* Tasks and exercises *
1 > Using the World AIDS Day 2017 piece, explain why deaths from HIV have dropped by more than 40 percent since 2010.
2 > Answer these questions from the World AIDS Day 2017 piece:
(a) On what date is World AIDS Day commemorated?
(b) According to UNAIDS, about how many people living with HIV worldwide were on antiretroviral treatment as of June 2017?
(c) Which region has the highest HIV burden?
3 > Extend the World AIDS Day 2017 piece, picking up right after its last sentence.

* Supplied passage *
•••
World AIDS Day 2017: Time for the United States to Recommit to the Global HIV Fight

This year’s annual World AIDS Day commemoration on December 1 has a strange dichotomy. Despite some important reasons to celebrate what has been achieved and the potential for further progress, there are real concerns and tremendous uncertainty about the state of the global fight against HIV. Not only are there major hurdles to be overcome to prevent new infections and to treat and care for those already living with HIV, but there has been a trend toward reduced resources and high-level political will over the last six years. If we can overcome those obstacles, we could be on the path to controlling the pandemic. If we can’t stay on the path, we could be on a precipice where retrenchment leads to resurgence.

Thirty years on from the birth of the global HIV movement, there are good reasons to celebrate. On November 20, UNAIDS announced that nearly 21 million people living with HIV worldwide are on antiretroviral treatment (ART) as of June 2017, which is 2 million more than were reported to be on ART as of December 2016. For the first time in the history of the pandemic, more than half of people living with HIV were on ART in 2016. The remarkable increase in ART access over the last decade has led to a decline in deaths by more than 40 percent since 2010. Progress has been especially significant in eastern and southern Africa, the region with the highest burden, which has been the epicenter for the pandemic. Seven countries worldwide have achieved or exceeded UNAIDS’s 90-90-90 goals as of 2016, and 11 other countries are very close, including Lesotho, Malawi, Swaziland, Zambia, and Zimbabwe. Achieving these goals would enable countries to control their epidemics without a vaccine or cure.
•••
(Stored data entries)
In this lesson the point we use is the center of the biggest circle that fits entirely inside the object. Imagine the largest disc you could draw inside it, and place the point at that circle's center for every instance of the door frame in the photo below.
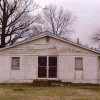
(47, 67)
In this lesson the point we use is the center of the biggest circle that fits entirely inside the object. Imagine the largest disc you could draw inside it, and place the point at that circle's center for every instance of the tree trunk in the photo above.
(3, 40)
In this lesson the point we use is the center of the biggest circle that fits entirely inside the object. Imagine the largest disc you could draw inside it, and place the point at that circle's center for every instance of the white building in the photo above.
(48, 56)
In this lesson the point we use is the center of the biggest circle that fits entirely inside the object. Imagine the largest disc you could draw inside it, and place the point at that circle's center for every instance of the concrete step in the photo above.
(45, 83)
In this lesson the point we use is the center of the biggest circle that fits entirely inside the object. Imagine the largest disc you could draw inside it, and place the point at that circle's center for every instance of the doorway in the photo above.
(47, 67)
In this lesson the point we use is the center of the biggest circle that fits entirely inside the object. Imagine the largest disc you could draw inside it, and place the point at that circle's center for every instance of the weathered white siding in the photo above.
(66, 54)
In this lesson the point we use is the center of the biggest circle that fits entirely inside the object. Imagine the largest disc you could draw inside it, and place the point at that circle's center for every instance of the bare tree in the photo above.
(57, 21)
(15, 19)
(96, 37)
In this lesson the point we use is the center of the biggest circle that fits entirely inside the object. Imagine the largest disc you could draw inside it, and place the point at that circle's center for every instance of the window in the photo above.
(78, 63)
(15, 63)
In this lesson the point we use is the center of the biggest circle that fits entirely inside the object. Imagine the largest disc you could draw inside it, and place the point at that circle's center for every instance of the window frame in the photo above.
(12, 63)
(79, 68)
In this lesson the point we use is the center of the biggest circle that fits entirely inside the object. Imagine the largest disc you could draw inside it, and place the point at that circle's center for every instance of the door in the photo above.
(42, 67)
(52, 67)
(47, 67)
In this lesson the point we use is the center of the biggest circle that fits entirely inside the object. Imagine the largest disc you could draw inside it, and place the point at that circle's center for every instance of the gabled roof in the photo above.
(53, 36)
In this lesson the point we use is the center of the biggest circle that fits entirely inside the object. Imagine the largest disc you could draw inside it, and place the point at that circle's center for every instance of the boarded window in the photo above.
(15, 63)
(78, 63)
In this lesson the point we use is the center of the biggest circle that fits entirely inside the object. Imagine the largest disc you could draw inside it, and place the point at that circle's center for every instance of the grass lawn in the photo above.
(68, 92)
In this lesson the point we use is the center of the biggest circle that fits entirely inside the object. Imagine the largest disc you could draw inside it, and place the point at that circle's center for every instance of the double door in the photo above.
(47, 67)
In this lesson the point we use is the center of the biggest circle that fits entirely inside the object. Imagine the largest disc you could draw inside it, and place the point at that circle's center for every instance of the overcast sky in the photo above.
(87, 14)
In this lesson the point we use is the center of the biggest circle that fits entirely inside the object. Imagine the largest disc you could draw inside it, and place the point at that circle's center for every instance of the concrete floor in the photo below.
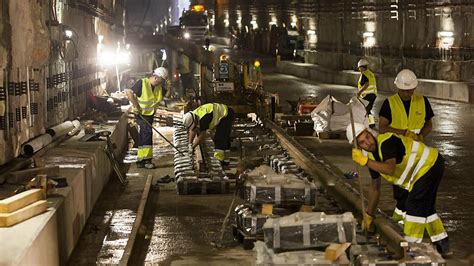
•••
* Per-task answers *
1 > The drop comes from the remarkable increase in access to antiretroviral treatment (ART) over the last decade. By 2016, more than half of people living with HIV were on ART for the first time in the history of the pandemic.

2 >
(a) December 1.
(b) Nearly 21 million.
(c) Eastern and southern Africa.

3 >
Whether or not these achievements can be sustained is questionable, as we highlighted in our CSIS Global Health Policy Center HIV working group’s chapeau paper, “Opportunities for U.S. Leadership at Its Moment of Reckoning on Global HIV,” published in September. Despite ART gains, approximately 16 million people living with HIV still need ART, and there are notably poor rates of treatment access for children. Adult infection rates plateaued years ago and are stuck at approximately 1.8 million per year, which is an issue because the number of adolescents and young adults in Africa is expected to double in the next two decades. Twice as many adolescents and young adults could mean twice as many new infections, given that this age cohort is less likely to know its HIV status and be on ART. Newer epidemics, such as those in Eastern Europe and Central Asia, continue to grow unabated, driven by injecting drug use and low coverage of testing and treatment services. Globally, progress is being made toward getting patients on ART virally suppressed, which is important because those with undetectable levels of the HIV virus in their bodies are unable to pass it on. Rates are improving, but only 44 percent of people living with HIV had achieved viral suppression in 2016.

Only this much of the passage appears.